** Set task **
Retype only what runs from the line that contains "point: man's left" through the last line of the listing below, both lines included.

--- start ---

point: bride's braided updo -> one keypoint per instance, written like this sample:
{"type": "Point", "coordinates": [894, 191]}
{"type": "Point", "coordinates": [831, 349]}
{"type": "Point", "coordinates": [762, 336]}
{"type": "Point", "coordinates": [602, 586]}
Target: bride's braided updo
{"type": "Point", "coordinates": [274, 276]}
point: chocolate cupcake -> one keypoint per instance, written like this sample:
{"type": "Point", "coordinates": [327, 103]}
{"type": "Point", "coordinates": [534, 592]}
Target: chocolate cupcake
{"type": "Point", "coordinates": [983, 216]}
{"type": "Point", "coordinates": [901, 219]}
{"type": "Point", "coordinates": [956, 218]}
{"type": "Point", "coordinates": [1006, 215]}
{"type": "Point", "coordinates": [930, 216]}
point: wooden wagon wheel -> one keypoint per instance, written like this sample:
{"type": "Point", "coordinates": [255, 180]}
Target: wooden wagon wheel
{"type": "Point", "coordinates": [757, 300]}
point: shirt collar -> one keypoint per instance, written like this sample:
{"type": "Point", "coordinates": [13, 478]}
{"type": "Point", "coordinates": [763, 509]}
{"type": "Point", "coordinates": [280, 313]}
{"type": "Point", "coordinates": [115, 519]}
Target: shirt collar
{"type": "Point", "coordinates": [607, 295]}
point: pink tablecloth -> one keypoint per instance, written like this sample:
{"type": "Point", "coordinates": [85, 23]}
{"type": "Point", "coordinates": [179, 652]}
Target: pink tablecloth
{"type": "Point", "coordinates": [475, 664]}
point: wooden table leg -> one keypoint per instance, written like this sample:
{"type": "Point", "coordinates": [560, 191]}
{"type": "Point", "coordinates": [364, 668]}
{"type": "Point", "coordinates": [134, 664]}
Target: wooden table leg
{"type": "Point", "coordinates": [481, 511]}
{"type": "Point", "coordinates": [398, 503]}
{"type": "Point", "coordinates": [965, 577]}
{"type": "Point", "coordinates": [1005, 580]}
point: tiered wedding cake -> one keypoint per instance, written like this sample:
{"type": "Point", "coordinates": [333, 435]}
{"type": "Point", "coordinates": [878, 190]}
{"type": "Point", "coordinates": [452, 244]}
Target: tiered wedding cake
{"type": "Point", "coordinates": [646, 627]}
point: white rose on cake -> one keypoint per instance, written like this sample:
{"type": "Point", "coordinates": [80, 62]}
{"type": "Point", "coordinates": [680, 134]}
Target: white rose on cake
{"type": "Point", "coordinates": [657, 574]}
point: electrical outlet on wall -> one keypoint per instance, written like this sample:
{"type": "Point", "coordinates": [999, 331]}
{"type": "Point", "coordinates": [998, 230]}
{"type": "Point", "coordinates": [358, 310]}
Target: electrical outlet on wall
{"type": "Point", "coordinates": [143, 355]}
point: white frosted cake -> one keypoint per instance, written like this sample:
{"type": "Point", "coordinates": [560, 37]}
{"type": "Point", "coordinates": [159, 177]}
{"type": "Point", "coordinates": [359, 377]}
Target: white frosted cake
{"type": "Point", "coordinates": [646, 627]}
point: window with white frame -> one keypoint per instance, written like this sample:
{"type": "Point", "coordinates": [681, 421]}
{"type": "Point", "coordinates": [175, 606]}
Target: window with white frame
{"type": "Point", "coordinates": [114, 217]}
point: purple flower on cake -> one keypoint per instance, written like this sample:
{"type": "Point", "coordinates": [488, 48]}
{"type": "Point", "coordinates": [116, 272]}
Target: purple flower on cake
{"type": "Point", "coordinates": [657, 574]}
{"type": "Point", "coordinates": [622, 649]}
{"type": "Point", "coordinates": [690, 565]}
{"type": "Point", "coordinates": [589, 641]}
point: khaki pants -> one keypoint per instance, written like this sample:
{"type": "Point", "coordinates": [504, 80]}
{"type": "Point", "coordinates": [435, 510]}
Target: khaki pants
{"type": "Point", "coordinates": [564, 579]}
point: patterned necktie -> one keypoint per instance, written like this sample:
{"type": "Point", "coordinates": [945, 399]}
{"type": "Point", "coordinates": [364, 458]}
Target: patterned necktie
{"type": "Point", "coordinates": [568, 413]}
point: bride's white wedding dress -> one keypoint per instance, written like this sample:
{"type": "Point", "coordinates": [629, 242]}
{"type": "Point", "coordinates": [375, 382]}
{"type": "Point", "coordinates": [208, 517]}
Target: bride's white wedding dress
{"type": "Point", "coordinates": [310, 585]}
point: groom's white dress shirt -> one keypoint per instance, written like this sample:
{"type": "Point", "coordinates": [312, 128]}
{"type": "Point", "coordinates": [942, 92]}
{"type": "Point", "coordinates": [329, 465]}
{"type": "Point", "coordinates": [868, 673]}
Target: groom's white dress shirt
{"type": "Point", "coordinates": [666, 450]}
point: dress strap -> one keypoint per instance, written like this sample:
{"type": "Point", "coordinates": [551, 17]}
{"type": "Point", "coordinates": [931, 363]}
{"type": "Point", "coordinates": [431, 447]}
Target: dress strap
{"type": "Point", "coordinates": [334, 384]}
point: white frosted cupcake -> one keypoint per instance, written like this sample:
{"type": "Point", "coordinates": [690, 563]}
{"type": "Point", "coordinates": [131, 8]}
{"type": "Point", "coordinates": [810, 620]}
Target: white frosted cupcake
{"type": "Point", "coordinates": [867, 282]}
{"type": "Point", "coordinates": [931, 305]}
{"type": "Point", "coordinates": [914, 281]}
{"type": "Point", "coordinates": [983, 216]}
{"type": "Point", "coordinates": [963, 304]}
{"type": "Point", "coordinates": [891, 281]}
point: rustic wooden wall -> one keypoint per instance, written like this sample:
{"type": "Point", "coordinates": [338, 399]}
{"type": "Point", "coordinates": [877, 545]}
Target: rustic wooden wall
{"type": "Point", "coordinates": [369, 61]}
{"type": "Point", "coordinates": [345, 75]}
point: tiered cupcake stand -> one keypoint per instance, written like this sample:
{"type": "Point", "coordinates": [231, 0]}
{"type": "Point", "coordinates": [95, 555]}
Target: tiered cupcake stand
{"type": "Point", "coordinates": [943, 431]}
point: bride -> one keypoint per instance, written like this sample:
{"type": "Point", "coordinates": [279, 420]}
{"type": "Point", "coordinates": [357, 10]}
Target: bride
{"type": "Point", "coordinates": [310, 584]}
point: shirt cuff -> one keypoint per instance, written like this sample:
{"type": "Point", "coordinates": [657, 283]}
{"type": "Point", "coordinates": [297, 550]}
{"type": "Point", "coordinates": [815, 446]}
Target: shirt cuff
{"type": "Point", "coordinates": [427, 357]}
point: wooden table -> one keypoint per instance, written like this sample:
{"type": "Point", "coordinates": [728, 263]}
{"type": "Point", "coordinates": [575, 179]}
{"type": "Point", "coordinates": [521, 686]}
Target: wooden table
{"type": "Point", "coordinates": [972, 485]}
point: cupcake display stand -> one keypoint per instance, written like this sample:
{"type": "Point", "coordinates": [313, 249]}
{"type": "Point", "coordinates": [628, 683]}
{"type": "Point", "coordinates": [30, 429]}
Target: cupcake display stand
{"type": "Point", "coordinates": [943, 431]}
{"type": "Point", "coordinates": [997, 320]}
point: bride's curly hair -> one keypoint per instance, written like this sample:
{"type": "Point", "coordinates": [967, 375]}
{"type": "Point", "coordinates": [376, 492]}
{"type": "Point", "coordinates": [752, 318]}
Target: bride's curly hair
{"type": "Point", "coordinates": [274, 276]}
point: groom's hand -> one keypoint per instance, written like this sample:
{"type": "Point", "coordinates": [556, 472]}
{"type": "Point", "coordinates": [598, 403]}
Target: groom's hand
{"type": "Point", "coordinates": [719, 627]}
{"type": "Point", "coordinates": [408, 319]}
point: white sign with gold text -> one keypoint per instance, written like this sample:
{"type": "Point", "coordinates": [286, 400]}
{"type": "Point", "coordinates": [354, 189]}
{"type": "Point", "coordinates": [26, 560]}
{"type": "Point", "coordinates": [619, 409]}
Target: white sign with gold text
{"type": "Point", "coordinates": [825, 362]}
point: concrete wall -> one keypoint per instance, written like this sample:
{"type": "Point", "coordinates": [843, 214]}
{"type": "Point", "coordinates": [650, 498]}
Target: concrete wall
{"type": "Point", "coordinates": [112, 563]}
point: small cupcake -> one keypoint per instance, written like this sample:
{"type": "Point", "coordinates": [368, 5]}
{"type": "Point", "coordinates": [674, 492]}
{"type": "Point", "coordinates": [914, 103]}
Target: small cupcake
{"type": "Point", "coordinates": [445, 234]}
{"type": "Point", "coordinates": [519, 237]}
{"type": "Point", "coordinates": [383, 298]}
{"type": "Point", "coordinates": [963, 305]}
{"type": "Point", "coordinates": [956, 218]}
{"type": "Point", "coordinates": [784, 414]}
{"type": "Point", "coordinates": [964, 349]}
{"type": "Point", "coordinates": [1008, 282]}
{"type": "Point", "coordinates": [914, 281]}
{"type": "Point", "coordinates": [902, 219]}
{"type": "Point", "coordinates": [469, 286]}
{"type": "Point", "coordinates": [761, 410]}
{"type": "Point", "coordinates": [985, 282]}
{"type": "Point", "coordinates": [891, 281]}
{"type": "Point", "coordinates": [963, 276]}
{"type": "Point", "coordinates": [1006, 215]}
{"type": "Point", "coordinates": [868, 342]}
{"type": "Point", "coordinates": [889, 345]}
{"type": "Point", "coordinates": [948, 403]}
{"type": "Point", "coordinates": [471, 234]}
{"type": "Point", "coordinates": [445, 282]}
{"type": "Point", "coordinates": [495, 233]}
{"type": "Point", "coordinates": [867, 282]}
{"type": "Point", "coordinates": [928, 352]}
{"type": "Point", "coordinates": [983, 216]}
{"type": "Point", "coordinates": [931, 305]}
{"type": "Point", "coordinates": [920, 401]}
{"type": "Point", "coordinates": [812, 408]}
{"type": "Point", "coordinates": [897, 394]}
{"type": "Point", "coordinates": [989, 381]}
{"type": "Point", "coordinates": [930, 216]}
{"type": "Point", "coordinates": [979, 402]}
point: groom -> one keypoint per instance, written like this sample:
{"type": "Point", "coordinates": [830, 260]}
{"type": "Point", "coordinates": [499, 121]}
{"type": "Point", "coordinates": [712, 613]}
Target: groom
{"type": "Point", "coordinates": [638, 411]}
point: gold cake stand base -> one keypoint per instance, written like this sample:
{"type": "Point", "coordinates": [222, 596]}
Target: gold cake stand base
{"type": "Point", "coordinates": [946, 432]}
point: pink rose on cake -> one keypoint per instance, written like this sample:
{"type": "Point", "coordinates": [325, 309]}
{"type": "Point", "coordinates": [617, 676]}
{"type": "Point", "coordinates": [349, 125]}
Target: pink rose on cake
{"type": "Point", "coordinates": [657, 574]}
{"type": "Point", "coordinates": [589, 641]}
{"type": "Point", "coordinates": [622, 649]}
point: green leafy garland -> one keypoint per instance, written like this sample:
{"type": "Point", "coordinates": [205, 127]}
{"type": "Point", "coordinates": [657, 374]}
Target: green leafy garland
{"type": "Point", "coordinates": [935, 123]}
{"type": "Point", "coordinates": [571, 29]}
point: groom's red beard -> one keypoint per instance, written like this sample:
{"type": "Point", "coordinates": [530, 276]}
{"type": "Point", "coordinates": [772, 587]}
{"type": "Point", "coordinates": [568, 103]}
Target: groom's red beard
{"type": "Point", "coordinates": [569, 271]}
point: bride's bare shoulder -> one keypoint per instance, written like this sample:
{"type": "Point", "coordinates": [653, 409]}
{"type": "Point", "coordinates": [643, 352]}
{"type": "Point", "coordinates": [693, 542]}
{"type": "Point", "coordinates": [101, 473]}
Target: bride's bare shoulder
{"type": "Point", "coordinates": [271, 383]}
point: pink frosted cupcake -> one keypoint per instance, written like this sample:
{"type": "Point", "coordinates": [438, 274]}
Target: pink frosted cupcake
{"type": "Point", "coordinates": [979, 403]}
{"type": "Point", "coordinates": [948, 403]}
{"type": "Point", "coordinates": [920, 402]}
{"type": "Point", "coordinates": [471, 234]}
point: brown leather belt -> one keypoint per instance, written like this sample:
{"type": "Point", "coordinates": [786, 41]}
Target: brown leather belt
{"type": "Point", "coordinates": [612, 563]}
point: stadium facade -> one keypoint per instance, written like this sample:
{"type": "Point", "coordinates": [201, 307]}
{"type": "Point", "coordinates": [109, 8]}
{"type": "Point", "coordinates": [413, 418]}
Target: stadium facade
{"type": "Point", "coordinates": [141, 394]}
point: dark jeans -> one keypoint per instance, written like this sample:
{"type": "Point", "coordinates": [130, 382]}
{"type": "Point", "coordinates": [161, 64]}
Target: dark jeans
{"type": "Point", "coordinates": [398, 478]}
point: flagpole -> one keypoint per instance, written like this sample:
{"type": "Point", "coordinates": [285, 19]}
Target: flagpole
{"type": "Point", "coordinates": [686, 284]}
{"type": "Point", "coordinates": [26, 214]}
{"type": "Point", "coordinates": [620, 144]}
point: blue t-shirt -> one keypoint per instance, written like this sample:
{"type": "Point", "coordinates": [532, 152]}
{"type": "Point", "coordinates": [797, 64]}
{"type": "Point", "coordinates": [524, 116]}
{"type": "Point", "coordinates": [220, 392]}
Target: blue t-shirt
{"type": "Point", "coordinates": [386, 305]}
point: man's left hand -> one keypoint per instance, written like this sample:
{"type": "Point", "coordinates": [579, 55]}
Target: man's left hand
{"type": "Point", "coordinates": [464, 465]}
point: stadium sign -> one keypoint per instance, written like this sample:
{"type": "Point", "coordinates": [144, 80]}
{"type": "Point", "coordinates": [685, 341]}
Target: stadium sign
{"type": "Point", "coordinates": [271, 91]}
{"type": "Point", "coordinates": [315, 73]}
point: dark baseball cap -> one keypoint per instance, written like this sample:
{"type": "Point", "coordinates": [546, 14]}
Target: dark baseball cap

--- end ---

** Answer to this task **
point: man's left hand -> one keypoint per instance, written like this sample:
{"type": "Point", "coordinates": [579, 55]}
Target: man's left hand
{"type": "Point", "coordinates": [464, 465]}
point: stadium sign -> one keypoint per instance, written like this sample:
{"type": "Point", "coordinates": [144, 80]}
{"type": "Point", "coordinates": [685, 341]}
Target: stadium sign
{"type": "Point", "coordinates": [271, 91]}
{"type": "Point", "coordinates": [315, 73]}
point: dark baseball cap -> one keypoint per instance, written like this sample:
{"type": "Point", "coordinates": [546, 14]}
Target: dark baseball cap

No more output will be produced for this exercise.